* [WRITTEN TASK]
Copy out the entries below in full and exactly.

(Location identification items)

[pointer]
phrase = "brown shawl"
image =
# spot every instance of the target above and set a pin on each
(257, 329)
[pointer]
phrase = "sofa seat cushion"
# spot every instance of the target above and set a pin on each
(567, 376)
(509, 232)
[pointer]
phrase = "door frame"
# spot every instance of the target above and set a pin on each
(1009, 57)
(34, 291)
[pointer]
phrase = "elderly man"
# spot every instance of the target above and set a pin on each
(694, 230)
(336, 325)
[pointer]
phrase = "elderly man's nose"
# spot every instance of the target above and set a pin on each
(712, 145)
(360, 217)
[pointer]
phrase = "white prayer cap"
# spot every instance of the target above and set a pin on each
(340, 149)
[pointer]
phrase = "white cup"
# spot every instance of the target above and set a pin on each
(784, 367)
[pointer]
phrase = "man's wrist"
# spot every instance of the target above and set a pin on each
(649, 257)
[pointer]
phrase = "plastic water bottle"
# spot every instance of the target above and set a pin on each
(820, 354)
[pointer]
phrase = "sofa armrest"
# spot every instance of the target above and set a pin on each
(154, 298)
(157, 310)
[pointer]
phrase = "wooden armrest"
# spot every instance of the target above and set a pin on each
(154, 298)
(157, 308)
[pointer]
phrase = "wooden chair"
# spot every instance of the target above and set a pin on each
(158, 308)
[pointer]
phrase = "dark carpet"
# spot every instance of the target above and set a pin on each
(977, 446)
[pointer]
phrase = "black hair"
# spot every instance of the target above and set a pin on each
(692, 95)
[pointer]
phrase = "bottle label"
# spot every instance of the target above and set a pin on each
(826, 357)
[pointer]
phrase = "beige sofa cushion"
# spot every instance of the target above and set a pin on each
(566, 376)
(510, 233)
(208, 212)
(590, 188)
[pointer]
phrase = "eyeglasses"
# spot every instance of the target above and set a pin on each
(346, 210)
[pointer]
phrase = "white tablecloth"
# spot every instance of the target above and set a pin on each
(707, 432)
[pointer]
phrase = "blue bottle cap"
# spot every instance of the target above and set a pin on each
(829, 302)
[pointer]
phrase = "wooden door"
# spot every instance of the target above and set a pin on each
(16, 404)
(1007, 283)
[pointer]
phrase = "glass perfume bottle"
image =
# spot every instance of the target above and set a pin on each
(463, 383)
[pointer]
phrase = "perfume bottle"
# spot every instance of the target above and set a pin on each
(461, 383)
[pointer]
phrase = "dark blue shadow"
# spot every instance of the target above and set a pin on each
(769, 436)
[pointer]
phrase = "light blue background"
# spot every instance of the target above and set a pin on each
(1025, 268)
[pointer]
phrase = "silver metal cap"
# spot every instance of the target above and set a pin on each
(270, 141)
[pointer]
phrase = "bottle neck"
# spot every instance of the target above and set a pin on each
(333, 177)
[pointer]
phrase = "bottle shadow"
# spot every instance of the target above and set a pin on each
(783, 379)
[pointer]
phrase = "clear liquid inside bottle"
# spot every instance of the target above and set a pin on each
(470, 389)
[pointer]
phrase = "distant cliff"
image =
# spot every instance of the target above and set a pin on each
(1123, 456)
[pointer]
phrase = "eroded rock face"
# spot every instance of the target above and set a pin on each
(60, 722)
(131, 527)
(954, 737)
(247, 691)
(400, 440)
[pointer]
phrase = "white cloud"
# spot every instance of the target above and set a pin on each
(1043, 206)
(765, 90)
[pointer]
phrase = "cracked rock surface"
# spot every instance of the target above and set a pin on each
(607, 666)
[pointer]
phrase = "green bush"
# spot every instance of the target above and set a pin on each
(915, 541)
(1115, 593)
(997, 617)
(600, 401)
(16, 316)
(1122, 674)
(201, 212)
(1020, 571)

* [SOLVED EXERCISE]
[pointer]
phrase = "brown shawl"
image =
# spot every instance of the target above and set a pin on each
(257, 329)
[pointer]
phrase = "sofa seat cushion"
# spot every instance of the target above and set a pin on each
(567, 376)
(509, 232)
[pointer]
phrase = "door frame"
# spot every instance of the target above and set a pin on each
(1009, 57)
(34, 291)
[pointer]
phrase = "elderly man"
# spot every instance of the target above and set a pin on each
(694, 230)
(336, 325)
[pointer]
phrase = "elderly man's nose"
# spot every instance of the target above and set a pin on each
(712, 145)
(360, 217)
[pointer]
phrase = "white prayer cap"
# spot every instance of the target above and set a pin on each
(340, 149)
[pointer]
phrase = "white cup"
# spot every instance of the target above and set a pin on each
(784, 367)
[pointer]
phrase = "man's wrist"
# spot every instance of the target above and set a pin on each
(649, 257)
[pointer]
phrase = "plastic water bottle"
# spot every instance of the target above and set a pin on each
(820, 354)
[pointer]
phrase = "sofa armrest"
# spot every instance of the target above and set a pin on each
(154, 298)
(157, 310)
[pointer]
phrase = "wooden armrest"
# spot every instance of the target above and set a pin on each
(154, 298)
(157, 308)
[pointer]
phrase = "wooden chair"
# spot every instance of the target above and set a pin on each
(158, 308)
[pointer]
phrase = "dark carpet"
# spot every instance of the target above and set a pin on each
(977, 446)
[pointer]
phrase = "black hair"
# spot every instance of the target above and set a pin on each
(692, 95)
[pointer]
phrase = "bottle label"
# spot every instance of the target above and set a pin on each
(826, 357)
[pointer]
phrase = "beige sofa cushion"
# spot every instance of the target above and set a pin on each
(566, 376)
(510, 233)
(208, 212)
(590, 188)
[pointer]
phrase = "eyeglasses"
# spot every instance of the target above and set a pin on each
(346, 210)
[pointer]
phrase = "white tablecloth"
# spot every instance of the target above and set a pin on each
(707, 432)
[pointer]
phrase = "blue bottle cap"
# spot every instance of the target above and set a pin on each
(829, 302)
[pointer]
phrase = "wooden door"
# spot every instance of the target above and set a pin on each
(16, 404)
(1007, 283)
[pointer]
phrase = "glass perfume bottle"
image =
# spot every instance of the target above and set a pin on each
(463, 383)
[pointer]
phrase = "perfume bottle"
# spot every instance of the target above and set a pin on each
(461, 383)
[pointer]
phrase = "dark blue shadow"
# spot every instance of the target above and set a pin on each
(769, 436)
[pointer]
phrase = "light blue background"
# spot every instance of the target above and set a pin on each
(1025, 268)
[pointer]
phrase = "silver metal cap"
# spot every instance of the target above and set a pin on each
(270, 141)
[pointer]
phrase = "bottle neck"
# spot every instance of the target above and set a pin on each
(333, 177)
[pointer]
phrase = "bottle shadow"
# spot every instance of the target above and set a pin on each
(783, 379)
[pointer]
phrase = "clear liquid inside bottle"
# spot every instance of the target above and set a pin on each
(470, 389)
[pointer]
phrase = "distant cliff"
image =
# spot every instance of the target above and set a pin on each
(1123, 456)
[pointer]
phrase = "eroded rock face"
# spot every instance of the target above and set a pin on each
(60, 722)
(131, 527)
(954, 737)
(247, 691)
(400, 440)
[pointer]
phrase = "white cloud"
# spot every instance of the target above and set a pin on each
(1043, 206)
(765, 90)
[pointer]
phrase = "cracked rock surface"
# spot every instance of the target above and set a pin on each
(607, 666)
[pointer]
phrase = "green bush"
# spot every instance of the target above and set a pin on each
(915, 541)
(1115, 593)
(997, 617)
(600, 401)
(16, 316)
(1122, 674)
(201, 212)
(1020, 571)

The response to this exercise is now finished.